Selected excerpt -
A wave of new product managers, brought in around this time, were eager to make their mark but lacked deep knowledge of Sonos’s ecosystem. One designer noted it was “the opposite of normal feature creep”—while product designers typically push for more features, in this case they were the ones advocating for focusing on the basics.
As a product designer, this role reversal is particularly telling. Typically in a product org, designers advocate for new features and enhancements, while PMs act as a check on scope creep, ensuring we stay focused on shipping. When this dynamic inverts—when designers become the conservative voice arguing for stability and basic functionality—it’s a major red flag. It’s like architects pleading to fix the foundation while the clients want to add a third story. The fact that Sonos’s designers were raising these alarms, only to be overruled, speaks volumes about the company’s shifting priorities.
The situation became more complicated when the app refactor project, codenamed Passport, was coupled to the hardware launch schedule for the Ace headphones. One of my sources described this coupling of hardware and software releases as “the Achilles heel” of the entire project. With the Ace’s launch date set in stone, the software team faced immovable deadlines for what should have been a more flexible development timeline. This decision and many others, according to another source, were made behind closed doors, with individual contributors being told what to do without room for discussion. This left experienced team members feeling voiceless in crucial technical and product decisions. All that careful research and testing began to unravel as teams rushed to meet the hardware schedule.
This misalignment between product management and design was further complicated by organizational changes in the months leading up to launch. First, Sonos laid off many members of its forward-thinking teams. Then, closer to launch, another round of cuts significantly impacted QA and user research staff. The remaining teams were stretched thin, simultaneously maintaining the existing S2 app while building its replacement. The combination of a growing backlog from years prior and diminished testing resources created a perfect storm.
Feeding Wall Street
Measurement myopia can lead to unintended consequences. When Sonos became public in 2018, three metrics the company reported to Wall Street were products registered, Sonos households, and products per household. Requiring customers to register their products is easy enough for a stationary WiFi-connected speaker. But it’s a different issue when it’s a portable one like the Sonos Roam when it’ll be used primarily as a Bluetooth speaker. When my daughter moved into the dorms at UCLA two years ago, I bought her a Roam. But because of Sonos’ quarterly financial reporting and the necessity to tabulate product registrations and new households, her Bluetooth speaker was a paperweight until she came home for Christmas. The speaker required WiFi connectivity and account creation for initial setup, but the university’s network security prevented the required initial WiFi connection.

Instruction 1 -
Duplicate the part of the Sonos passage starting at "As a product" and ending at "company’s shifting priorities.".
Instruction 2 -
Carry on the Sonos passage from the point where it stops.

Supplied material -
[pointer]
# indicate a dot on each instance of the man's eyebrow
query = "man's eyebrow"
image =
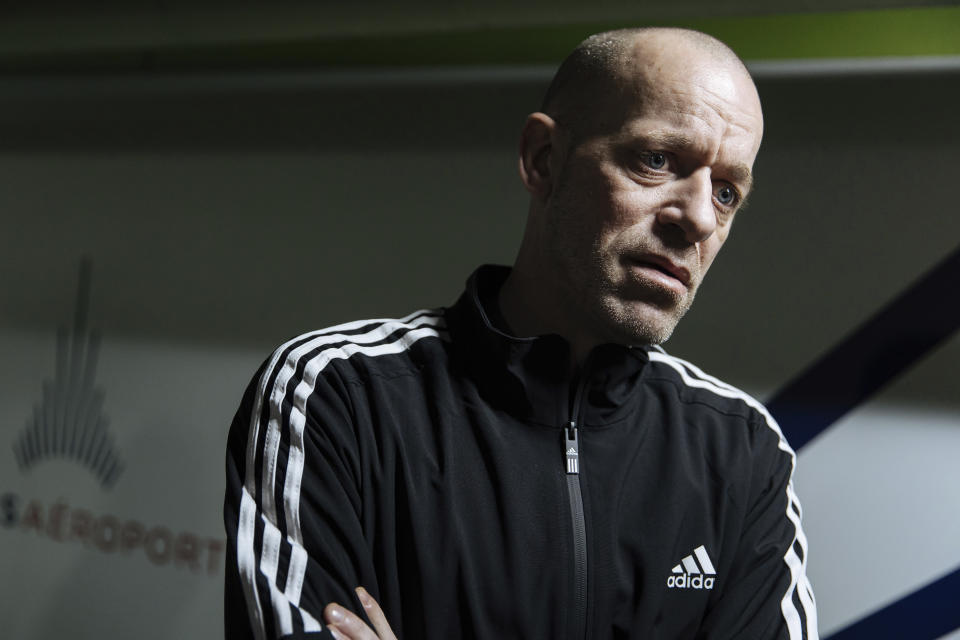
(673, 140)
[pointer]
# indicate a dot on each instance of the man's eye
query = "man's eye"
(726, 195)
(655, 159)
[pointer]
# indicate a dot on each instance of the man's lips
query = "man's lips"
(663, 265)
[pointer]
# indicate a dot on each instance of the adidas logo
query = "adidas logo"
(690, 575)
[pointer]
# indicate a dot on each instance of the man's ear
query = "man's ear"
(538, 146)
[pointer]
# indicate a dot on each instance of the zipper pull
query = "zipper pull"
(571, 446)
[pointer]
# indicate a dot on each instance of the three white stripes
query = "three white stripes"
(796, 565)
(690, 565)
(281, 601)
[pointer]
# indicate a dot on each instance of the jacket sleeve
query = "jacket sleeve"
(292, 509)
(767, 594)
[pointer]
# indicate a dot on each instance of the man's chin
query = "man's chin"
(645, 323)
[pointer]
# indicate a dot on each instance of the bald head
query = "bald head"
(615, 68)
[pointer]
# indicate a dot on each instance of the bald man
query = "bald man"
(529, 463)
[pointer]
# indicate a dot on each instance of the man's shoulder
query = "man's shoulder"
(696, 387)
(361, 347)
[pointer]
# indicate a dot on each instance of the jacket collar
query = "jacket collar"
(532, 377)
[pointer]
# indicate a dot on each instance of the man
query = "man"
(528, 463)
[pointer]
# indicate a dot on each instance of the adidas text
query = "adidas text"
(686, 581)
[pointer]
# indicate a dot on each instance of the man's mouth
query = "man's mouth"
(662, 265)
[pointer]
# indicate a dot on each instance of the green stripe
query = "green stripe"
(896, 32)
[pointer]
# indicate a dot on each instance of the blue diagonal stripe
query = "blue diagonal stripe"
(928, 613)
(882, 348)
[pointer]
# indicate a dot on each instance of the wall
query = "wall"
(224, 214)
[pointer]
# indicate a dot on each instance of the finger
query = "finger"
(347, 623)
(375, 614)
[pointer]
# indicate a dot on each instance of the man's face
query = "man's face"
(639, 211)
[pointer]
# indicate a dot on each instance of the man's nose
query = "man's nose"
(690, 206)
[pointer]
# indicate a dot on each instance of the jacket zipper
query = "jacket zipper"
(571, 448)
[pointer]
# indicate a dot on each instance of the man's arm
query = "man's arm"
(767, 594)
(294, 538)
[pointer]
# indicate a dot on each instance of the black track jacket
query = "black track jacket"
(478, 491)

Expected answer 1 -
As a product designer, this role reversal is particularly telling. Typically in a product org, designers advocate for new features and enhancements, while PMs act as a check on scope creep, ensuring we stay focused on shipping. When this dynamic inverts—when designers become the conservative voice arguing for stability and basic functionality—it’s a major red flag. It’s like architects pleading to fix the foundation while the clients want to add a third story. The fact that Sonos’s designers were raising these alarms, only to be overruled, speaks volumes about the company’s shifting priorities.

Expected answer 2 -
The Content Distraction
Perhaps the most egregious example of misplaced priorities, driven by the need to show revenue growth, was Sonos’ investment into content features. Sonos Radio launched in April 2020 as a complimentary service for owners. An HD, ad-free paid tier launched later in the same year. Clearly, the thirst to generate another revenue stream, especially a monthly recurring one, was the impetus behind Sonos Radio. Customers thought of Sonos as a hardware company, not a content one.
At the time of the Sonos Radio HD launch, “Beagle” a user in Sonos’ community forums, wrote (emphasis mine):
I predicted a subscription service in a post a few months back. I think it’s the inevitable outcome of floating the company - they now have to demonstrate ways of increasing revenue streams for their shareholders. In the U.K the U.S ads from the free version seem bizarre and irrelevant.
If Sonos wish to commoditise streaming music that’s their business but I see nothing new or even as good as other available services. What really concerns me is if Sonos were to start “encouraging” (forcing) users to access their streams by removing Tunein etc from the app. I’m not trying to demonise Sonos, heaven knows I own enough of their products but I have a healthy scepticism when companies join an already crowded marketplace with less than stellar offerings. Currently I have a choice between Sonos Radio and Tunein versions of all the stations I wish to use. I’ve tried both and am now going to switch everything to Tunein. Should Sonos choose to “encourage” me to use their service that would be the end of my use of their products. That may sound dramatic and hopefully will prove unnecessary but corporate arm twisting is not for me.
My sources said the company started growing its content team, reflecting the belief that Sonos would become users’ primary way to discover and consume music. However, this strategy ignored a fundamental reality: Sonos would never be able to do Spotify better than Spotify or Apple Music better than Apple.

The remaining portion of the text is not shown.